* **EXERCISE**:
Give back all the data exactly, line by line.
== SUPPLIED DATA ==
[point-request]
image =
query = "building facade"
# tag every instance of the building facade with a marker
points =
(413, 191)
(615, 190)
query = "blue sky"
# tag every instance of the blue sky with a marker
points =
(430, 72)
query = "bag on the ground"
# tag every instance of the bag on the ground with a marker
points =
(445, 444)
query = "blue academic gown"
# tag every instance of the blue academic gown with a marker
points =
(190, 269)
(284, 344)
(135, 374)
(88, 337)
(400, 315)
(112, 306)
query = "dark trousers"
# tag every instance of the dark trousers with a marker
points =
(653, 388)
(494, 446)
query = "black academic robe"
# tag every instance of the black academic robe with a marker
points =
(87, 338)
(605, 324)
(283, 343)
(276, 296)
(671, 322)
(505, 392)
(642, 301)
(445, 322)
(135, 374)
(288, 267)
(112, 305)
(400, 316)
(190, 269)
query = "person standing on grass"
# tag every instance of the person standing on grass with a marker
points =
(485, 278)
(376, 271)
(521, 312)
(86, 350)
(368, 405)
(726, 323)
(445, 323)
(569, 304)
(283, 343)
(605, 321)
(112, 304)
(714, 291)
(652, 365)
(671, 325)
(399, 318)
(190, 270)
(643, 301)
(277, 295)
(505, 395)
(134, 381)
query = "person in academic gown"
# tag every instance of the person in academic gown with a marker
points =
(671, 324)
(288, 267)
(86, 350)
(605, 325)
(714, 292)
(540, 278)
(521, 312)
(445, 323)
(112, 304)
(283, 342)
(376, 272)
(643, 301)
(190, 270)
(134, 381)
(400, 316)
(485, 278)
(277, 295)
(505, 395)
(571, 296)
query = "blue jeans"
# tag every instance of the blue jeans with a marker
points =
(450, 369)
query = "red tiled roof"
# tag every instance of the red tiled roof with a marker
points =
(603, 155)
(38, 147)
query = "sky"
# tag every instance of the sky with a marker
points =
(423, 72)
===
* **THE COMPLETED TASK**:
[point-request]
image =
query = "building facade"
# tag every instance of the building facade with a marker
points =
(413, 191)
(615, 190)
query = "blue sky"
# tag every instance of the blue sky with a marker
points =
(430, 72)
query = "bag on the ground"
# tag every instance of the bag on the ground with a marker
points =
(445, 444)
query = "blue academic gown"
# tag every instance of the blue academic gown with a marker
points =
(190, 269)
(284, 344)
(135, 374)
(88, 337)
(400, 315)
(112, 306)
query = "dark trousers"
# tag every instance of the dark trousers with a marker
points =
(653, 388)
(494, 446)
query = "black academic robe"
# tag every instance of the black academic robe with a marker
points =
(87, 338)
(605, 324)
(283, 343)
(276, 296)
(671, 322)
(505, 392)
(642, 301)
(445, 322)
(135, 374)
(288, 267)
(112, 305)
(400, 316)
(190, 269)
query = "person standing on grass"
# tag every instance of the person standing on grass with a marker
points =
(485, 278)
(376, 271)
(521, 312)
(86, 350)
(368, 405)
(726, 323)
(445, 323)
(569, 304)
(283, 343)
(605, 321)
(112, 304)
(714, 291)
(652, 365)
(671, 325)
(399, 318)
(190, 270)
(643, 301)
(277, 295)
(505, 395)
(134, 381)
query = "person in academic gown"
# tag every instance of the person in academic gown with a marker
points =
(671, 324)
(288, 267)
(86, 350)
(605, 325)
(714, 292)
(540, 278)
(521, 312)
(445, 323)
(112, 304)
(283, 342)
(376, 272)
(643, 301)
(190, 270)
(134, 381)
(400, 316)
(485, 278)
(277, 295)
(505, 395)
(571, 296)
query = "blue jeans"
# tag every instance of the blue jeans with a marker
points =
(450, 369)
query = "red tiled roof"
# tag every instance of the red tiled roof with a marker
points =
(603, 155)
(38, 147)
query = "sky"
# tag every instance of the sky with a marker
points =
(423, 72)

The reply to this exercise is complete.